BRIEF >> Every entry is to be printed again precisely as given.

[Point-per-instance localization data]
__________________________________________________
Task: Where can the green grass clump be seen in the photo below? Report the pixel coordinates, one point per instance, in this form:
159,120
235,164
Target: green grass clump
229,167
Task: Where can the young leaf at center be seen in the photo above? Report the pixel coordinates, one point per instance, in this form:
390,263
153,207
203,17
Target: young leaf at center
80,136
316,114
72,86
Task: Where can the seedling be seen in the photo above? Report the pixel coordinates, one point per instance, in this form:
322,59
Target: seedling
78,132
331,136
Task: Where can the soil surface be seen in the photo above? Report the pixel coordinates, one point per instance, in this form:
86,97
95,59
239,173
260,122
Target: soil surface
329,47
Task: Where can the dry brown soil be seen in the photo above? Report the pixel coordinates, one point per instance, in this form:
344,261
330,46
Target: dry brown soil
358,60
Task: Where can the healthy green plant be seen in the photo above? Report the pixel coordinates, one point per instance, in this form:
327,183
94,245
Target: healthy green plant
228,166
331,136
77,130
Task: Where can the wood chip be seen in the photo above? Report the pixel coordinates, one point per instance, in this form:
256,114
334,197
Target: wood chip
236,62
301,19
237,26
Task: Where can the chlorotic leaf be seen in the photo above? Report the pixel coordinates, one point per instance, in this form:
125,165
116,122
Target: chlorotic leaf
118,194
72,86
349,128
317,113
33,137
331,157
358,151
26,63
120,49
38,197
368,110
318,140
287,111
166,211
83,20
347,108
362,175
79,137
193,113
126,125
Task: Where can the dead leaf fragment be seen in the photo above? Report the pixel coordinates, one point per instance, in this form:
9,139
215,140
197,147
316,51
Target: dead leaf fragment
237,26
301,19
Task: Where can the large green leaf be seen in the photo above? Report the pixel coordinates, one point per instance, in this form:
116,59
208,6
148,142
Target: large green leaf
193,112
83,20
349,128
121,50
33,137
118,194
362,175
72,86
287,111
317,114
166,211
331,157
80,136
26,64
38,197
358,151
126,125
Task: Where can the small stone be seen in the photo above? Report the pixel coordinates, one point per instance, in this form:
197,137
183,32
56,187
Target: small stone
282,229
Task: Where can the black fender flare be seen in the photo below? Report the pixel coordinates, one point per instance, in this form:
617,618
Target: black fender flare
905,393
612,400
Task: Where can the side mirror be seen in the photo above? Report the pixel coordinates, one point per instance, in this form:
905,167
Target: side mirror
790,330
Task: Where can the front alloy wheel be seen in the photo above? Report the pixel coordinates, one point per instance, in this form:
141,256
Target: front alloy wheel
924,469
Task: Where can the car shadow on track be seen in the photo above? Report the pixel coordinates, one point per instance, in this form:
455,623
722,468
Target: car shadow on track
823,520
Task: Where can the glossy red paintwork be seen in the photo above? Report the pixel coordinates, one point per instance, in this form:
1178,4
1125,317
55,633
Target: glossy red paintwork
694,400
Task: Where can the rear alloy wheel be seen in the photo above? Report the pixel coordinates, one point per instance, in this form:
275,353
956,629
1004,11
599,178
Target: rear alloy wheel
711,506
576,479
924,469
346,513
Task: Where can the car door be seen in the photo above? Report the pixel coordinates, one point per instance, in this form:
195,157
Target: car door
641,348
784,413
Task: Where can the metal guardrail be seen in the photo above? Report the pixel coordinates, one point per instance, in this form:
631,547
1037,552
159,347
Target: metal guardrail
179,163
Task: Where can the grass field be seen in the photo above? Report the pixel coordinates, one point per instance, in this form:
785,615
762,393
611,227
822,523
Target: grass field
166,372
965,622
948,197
__________________________________________________
EXERCISE OUTPUT >>
Task: Where can the green grass clump be seen in the photo below? Report the pixel coordinates, one point per instance, in this form:
159,120
235,164
Target: green grass clump
229,167
Task: Where can the young leaf at center be seen in the photo above? Report the pixel coordinates, one point per instance, in this form:
390,263
153,207
203,17
Target: young leaf at center
80,136
316,114
72,86
Task: Where can the seedling be seen in the photo above? Report the pixel coordinates, one point per instance, in this form:
322,59
Target: seedling
78,132
331,136
Task: Where can the soil surface be seen in the photo above? Report the pixel coordinates, one point per instance, in this form:
86,97
95,59
239,173
260,122
Target: soil surface
329,47
Task: Where can the dry brown soil be seen in the photo above? Report the pixel coordinates, one point per instance, in this form:
344,261
330,46
Target: dry brown soil
358,60
Task: Where can the healthy green plant be seen in the photo above? Report the pixel coordinates, one point per instance, in this form:
327,183
94,245
Target: healthy green plant
228,166
331,136
77,130
Task: Where can the wood chip be seen in the photo above? Report the pixel coordinates, one point per instance, in this form:
256,114
334,197
Target: wood chip
236,62
301,19
237,26
Task: Where can the chlorotic leaf be seen in the photo above? Report the pixel coordinates, one point per instance, in this form:
125,165
116,122
Target: chlorotic leaf
118,194
72,86
349,128
317,113
33,137
331,157
358,151
26,63
120,49
38,197
368,110
318,140
287,111
166,211
83,20
347,108
362,175
79,137
193,113
126,125
Task: Where can the dead leaf fragment be seen in the photo above? Report the pixel coordinates, one point per instance, in this form:
9,139
215,140
197,147
316,51
Target: dead leaf fragment
237,26
301,19
Task: Where can the large green leaf be seen in the photo above? Report the pixel coordinates, one point per instance, in this form:
116,59
208,6
148,142
Target: large green leaf
193,112
83,20
349,128
121,50
33,137
118,194
362,175
72,86
287,111
317,114
166,211
331,157
80,136
26,64
38,197
358,151
126,125
Task: Where can the small stone be seen in the photo above? Report the pixel coordinates, one point per instance, in this form:
197,137
183,32
56,187
Target: small stone
282,229
Task: Where can the black fender flare be seen in the photo below? Report the pixel coordinates, one point per instance, in this form:
617,618
Target: black fender flare
905,393
612,400
Task: Where can the side mirror be seen in the photo above? Report the pixel coordinates, one point per instance, in this form:
905,167
Target: side mirror
790,330
Task: Where can the front alloy wheel be seen in the photo above? Report the pixel coordinates, one point per instance, in this form:
141,256
Target: front alloy wheel
924,469
Task: Where can the car shadow on track be seen in the photo above? Report the pixel coordinates, one point per instance, in this form:
455,623
722,468
Target: car shadow on track
823,520
Task: Where can the glossy red paintwork be seen in the photo above? Report the pixel coordinates, one point per instance, in this form:
1178,4
1125,317
55,633
Target: glossy red paintwork
694,400
Task: Where can the rear alloy wheel be seen in the photo above? Report the pixel coordinates, one point per instance, in this form:
275,353
956,629
1004,11
599,178
Target: rear alloy wheel
711,506
576,479
924,469
346,513
Task: Where can the car door be seen in the photo above? Report the pixel coordinates, one point per instance, in this form:
195,157
Target: car door
641,348
784,413
Task: Where can the metal guardrail be seen in the photo above? Report the pixel coordinates, one point per instance, in this form:
631,547
1037,552
159,347
Target: metal guardrail
179,163
Task: Where can the grass field be seen in the photo above? Report the pixel coordinates, one point per instance, in this form:
785,615
762,393
611,227
822,523
Target: grass field
166,372
965,622
948,197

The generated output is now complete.